***** AVAILABLE DATA
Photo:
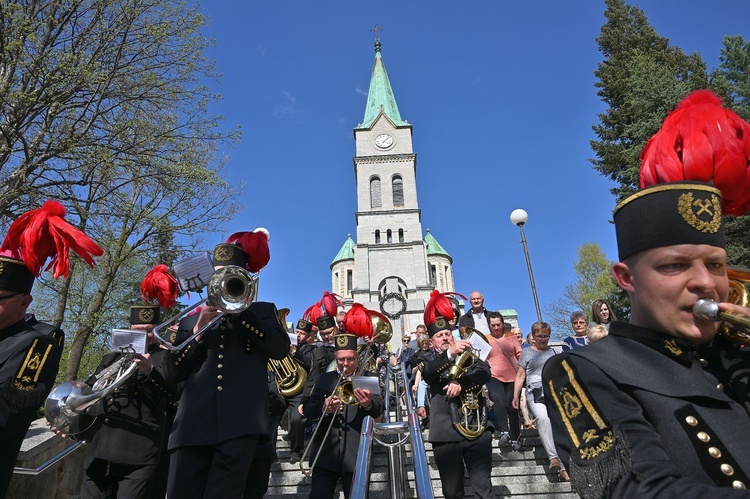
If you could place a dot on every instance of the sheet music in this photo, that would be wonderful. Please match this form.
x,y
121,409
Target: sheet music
x,y
367,383
129,340
194,273
481,347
**********
TASK DIRECTIONS: Copy exactly the lines that run from the one containing "If you could" to the last line of the listing, both included, and nothing more.

ANSWER BOX:
If you could place a dot on every instance of the sheet music in this photo, that would be wonderful. Please match this form.
x,y
121,409
Target: sheet music
x,y
367,383
129,340
194,273
481,347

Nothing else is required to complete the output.